■ EXTRAIT ■
L’égalitarisme justifiant la fin de ces dispositifs de retraites est trompeur.Il pourrait préparer demain d’autres reculs pour le monde du travail


Halim se lève chaque nuit à 3 heures du matin pour une prise de service à 4h10, encaisse insultes de passagers et menaces d’automobilistes : il est chauffeur de bus à la RATP.

Christian, une semaine sur quatre, peut être appelé à toute heure du soir ou de la nuit, après ses heures de travail, pour une urgence à la centrale nucléaire : il est agent EDF à Nogent-sur-Seine.

Philippe ne voit jamais sa femme ni ses enfants. Il travaille tous les week-ends et jours fériés, Noël et réveillons inclus. Une semaine sur deux, il finit à minuit tous les soirs : il est machiniste à la Comédie-Française.


Ces trois salariés, à la rémunération avoisinant en milieu de carrière les 1400 euros nets, ont un autre point commun : ils relèvent tous trois d’un régime de retraire particulier, les fameux régimes spéciaux.
Parce que leur travail est pénible, qu’il empiète sur leur vie privée, et que les salaires sont plus que modestes, ces salariés, à la signature de leur contrat, se sont vu attribuer une compensation : pouvoir cesser de façon anticipée leur activité professionnelle.



"Justifiée ? Oui", considéreront la plupart des Français, s’il ne leur est pas demandé de comparer avec d’autres métiers.

■ CONSIGNE 1 ■
Recopiez l'extrait sur les régimes spéciaux en commençant par "Christian, une semaine" et en allant jusqu'à "fameux régimes spéciaux.", mais remplacez "machiniste" par "régisseur".
■ CONSIGNE 2 ■
Poursuivez l'extrait sur les régimes spéciaux de retraite à partir de sa dernière phrase.

■ DONNÉES FOURNIES ■

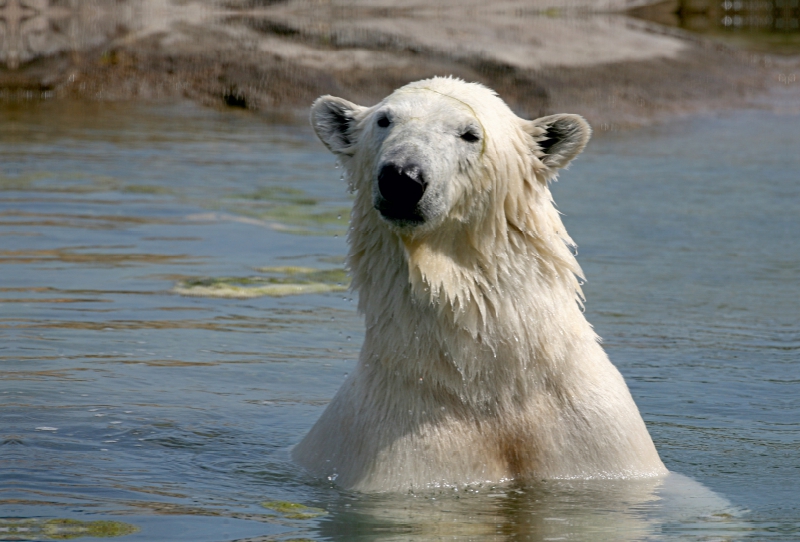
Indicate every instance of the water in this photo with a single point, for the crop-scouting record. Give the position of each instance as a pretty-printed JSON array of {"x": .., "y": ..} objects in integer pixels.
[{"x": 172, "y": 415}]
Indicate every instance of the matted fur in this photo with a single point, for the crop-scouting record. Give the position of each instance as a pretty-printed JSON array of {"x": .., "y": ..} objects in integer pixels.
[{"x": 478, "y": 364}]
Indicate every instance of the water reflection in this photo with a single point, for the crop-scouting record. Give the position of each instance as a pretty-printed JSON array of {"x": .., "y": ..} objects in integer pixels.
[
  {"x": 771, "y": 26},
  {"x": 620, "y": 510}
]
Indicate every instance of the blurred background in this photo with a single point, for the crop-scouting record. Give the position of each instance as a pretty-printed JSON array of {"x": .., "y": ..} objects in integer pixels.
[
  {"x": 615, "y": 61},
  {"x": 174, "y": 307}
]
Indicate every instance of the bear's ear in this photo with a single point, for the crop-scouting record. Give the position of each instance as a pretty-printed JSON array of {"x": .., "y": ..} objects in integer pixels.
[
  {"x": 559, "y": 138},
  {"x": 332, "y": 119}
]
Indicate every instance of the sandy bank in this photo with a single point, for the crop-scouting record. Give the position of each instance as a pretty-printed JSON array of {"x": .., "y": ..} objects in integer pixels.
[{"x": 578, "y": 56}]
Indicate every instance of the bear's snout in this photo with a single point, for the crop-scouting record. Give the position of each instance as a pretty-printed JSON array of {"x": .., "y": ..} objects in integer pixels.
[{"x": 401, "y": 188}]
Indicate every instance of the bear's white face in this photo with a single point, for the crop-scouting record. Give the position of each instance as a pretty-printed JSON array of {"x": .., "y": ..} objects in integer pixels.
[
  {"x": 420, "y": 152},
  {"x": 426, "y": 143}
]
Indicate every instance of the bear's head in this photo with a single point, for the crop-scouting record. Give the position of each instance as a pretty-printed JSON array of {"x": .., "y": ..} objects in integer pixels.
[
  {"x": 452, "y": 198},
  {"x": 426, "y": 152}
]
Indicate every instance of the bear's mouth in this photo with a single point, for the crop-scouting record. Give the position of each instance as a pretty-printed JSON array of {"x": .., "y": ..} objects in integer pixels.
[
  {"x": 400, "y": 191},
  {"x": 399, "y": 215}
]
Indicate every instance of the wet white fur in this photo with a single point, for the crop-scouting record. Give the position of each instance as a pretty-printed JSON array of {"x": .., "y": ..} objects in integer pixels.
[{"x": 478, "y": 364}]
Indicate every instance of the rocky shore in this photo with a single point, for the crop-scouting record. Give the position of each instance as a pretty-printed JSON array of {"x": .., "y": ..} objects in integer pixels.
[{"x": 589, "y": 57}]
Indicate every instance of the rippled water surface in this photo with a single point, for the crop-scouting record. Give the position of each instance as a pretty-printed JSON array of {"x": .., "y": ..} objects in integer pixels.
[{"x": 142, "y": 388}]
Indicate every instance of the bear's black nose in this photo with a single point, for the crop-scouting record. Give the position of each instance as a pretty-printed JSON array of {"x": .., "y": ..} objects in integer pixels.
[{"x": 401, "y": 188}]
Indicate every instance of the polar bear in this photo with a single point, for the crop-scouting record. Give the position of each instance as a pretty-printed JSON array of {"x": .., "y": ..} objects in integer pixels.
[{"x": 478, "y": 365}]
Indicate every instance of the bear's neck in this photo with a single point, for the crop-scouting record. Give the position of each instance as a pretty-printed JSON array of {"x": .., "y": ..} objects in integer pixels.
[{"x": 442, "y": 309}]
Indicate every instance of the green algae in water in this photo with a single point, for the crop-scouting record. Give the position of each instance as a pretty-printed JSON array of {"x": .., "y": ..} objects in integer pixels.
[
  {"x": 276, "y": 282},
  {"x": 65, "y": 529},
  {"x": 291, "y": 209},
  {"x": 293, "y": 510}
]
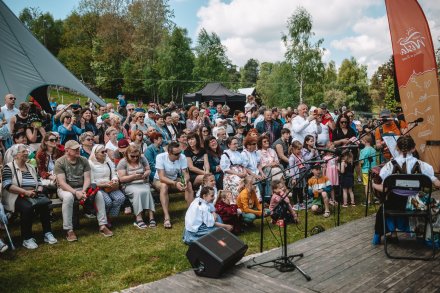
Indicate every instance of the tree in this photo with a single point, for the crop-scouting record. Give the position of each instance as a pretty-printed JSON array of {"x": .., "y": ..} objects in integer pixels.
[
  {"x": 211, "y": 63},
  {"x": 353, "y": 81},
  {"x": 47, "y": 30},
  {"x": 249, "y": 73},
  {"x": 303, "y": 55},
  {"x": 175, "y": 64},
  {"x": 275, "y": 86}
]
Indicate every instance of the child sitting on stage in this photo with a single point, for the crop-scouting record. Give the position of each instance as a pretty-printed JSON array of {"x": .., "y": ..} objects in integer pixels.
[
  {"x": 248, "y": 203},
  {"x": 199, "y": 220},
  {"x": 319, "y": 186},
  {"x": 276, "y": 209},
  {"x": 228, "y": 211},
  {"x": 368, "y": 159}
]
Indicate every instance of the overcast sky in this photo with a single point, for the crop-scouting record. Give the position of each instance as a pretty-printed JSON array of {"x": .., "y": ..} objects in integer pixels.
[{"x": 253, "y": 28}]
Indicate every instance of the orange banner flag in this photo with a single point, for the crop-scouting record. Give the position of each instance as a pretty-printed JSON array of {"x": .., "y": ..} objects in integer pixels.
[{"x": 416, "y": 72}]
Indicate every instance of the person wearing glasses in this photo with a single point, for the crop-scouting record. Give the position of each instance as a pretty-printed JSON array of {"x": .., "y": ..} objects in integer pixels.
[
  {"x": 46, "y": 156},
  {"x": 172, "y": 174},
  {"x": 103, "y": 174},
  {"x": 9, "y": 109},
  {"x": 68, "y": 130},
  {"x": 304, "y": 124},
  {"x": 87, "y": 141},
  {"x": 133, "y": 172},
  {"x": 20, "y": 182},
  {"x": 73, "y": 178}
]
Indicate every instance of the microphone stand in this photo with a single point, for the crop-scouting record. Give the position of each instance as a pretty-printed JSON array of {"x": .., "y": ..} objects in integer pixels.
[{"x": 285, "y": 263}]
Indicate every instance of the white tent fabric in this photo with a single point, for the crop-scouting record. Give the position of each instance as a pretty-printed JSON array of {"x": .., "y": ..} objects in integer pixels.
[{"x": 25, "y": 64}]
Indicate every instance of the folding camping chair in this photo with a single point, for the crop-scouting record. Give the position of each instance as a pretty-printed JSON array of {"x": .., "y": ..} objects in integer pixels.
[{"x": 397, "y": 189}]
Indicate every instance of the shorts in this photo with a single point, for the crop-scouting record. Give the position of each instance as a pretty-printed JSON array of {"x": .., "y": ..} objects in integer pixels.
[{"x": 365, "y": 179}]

* * *

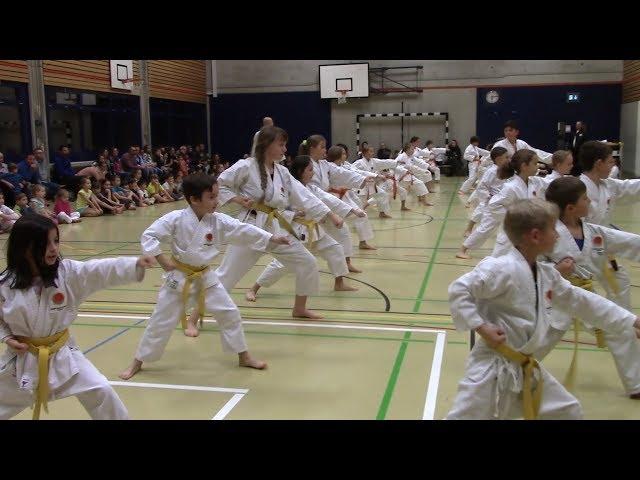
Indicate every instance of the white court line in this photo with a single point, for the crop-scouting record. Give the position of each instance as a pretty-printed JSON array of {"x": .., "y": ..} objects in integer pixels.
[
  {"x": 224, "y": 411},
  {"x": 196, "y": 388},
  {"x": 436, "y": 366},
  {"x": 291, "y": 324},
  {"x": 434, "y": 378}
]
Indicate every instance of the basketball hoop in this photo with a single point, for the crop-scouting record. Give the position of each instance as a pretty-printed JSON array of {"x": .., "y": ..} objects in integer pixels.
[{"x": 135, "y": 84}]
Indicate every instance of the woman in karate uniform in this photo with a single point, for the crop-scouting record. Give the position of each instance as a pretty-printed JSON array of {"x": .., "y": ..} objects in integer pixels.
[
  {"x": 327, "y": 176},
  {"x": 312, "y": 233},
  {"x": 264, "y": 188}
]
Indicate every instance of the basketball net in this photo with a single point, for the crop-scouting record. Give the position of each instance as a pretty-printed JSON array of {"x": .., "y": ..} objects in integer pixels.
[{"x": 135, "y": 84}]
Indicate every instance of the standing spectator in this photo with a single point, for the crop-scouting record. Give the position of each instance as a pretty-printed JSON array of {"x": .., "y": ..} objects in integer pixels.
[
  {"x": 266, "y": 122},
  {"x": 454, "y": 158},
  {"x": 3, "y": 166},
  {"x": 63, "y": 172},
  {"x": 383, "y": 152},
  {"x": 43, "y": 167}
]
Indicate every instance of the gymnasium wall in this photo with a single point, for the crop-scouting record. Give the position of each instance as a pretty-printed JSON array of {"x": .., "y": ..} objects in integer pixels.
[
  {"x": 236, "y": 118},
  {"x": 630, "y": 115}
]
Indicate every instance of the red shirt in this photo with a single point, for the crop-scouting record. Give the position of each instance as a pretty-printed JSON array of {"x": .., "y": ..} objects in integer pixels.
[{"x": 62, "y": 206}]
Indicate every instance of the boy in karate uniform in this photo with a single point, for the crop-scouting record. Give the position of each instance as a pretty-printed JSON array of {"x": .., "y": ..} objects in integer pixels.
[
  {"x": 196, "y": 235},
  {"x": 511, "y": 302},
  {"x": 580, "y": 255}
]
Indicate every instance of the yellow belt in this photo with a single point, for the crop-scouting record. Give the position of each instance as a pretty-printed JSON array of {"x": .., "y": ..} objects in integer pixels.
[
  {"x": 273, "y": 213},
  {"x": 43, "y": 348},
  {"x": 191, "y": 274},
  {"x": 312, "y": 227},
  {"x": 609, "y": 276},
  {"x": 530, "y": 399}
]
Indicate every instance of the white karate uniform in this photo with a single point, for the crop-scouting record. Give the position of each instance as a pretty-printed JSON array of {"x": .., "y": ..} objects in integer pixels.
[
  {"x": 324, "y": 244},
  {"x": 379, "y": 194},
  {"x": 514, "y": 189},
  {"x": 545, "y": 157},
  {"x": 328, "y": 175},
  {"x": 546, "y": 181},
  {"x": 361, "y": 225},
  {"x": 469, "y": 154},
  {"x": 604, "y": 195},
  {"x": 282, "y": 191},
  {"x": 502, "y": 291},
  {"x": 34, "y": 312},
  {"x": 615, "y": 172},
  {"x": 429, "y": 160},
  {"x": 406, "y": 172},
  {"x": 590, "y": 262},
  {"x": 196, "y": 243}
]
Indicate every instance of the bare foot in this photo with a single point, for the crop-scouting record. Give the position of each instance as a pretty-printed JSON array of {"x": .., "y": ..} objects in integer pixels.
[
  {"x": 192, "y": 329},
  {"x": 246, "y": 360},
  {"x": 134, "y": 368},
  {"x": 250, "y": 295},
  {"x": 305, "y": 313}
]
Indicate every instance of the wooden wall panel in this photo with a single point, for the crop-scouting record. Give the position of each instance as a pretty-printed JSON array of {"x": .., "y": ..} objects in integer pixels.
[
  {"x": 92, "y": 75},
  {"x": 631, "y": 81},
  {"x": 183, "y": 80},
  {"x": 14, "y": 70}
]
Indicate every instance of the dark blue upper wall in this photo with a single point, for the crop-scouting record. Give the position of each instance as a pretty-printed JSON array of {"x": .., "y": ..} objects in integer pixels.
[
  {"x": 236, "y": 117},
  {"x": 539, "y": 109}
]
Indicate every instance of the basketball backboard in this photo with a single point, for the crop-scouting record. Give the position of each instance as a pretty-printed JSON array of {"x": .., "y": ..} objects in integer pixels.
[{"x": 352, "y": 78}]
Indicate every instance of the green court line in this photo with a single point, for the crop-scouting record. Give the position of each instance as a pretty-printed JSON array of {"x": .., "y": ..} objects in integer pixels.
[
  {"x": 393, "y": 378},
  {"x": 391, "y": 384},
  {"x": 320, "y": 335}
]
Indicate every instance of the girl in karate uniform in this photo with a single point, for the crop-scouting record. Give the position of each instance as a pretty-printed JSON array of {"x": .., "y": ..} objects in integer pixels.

■ RÉPONSE RÉDIGÉE 1 ■
Christian, une semaine sur quatre, peut être appelé à toute heure du soir ou de la nuit, après ses heures de travail, pour une urgence à la centrale nucléaire : il est agent EDF à Nogent-sur-Seine.

Philippe ne voit jamais sa femme ni ses enfants. Il travaille tous les week-ends et jours fériés, Noël et réveillons inclus. Une semaine sur deux, il finit à minuit tous les soirs : il est régisseur à la Comédie-Française.


Ces trois salariés, à la rémunération avoisinant en milieu de carrière les 1400 euros nets, ont un autre point commun : ils relèvent tous trois d’un régime de retraire particulier, les fameux régimes spéciaux.

■ RÉPONSE RÉDIGÉE 2 ■
Mais pourquoi pas les autres ? Pourquoi les caissières, les ouvriers en 3x8, les précaires de centres d’appels, les travailleurs de nuit ne bénéficieraient-ils pas d’un régime particulier ?
Que justifie cette différence de traitement ? Des « acquis historiques » ? Des « privilèges injustifiés » ?


Rien, en effet, ne permet d’entretenir cette « inégalité ».
Et pourtant.
En acceptant la fin des régimes spéciaux, les Français tournent une page du progrès social.
En acceptant que le nivellement des conditions de travail se fasse par le bas, la France reconnaît la victoire du libéralisme.
En acceptant la chute du dernier bastion de compensations de la pénibilité professionnelle, les Français se jettent dans la gueule du « moins disant » social.
Le dernier élément de comparaison, la dernière référence permettant, un jour - désormais devenu improbable -, de considérer que les autres professions pénibles puissent bénéficier de compensations, disparaît.
Tout le monde est désormais sur un même pied d’égalité, celui du pire.

Au lieu de conserver une référence, un modèle de compromis social, qui aurait pu servir de levier à l’amélioration des conditions de travail d’autres professions, sous la forme d’un départ anticipé ou de tout autre aménagement, les libéraux ont préféré  supprimer (et ils y ont réussi) tout élément de comparaison, tout « village gaulois » qui un jour aurait pu entraîner d’autres revendications sociales.

Ce ne sont donc pas que les bénéficiaires des régimes spéciaux qui ont perdu aujourd’hui, mais bien tous les Français aux conditions de travail dégradées, et tous ceux que l’on précarisera un peu plus encore dans le futur sous prétexte d’égalitarisme.
Jamais, par contre, n’est considéré comme privilégié le cadre dirigeant gavé de stock-options, jamais comparaison n’est faite avec les grosses fortunes désormais défiscalisées ou les « héritiers » aux droits de succession quasi supprimés.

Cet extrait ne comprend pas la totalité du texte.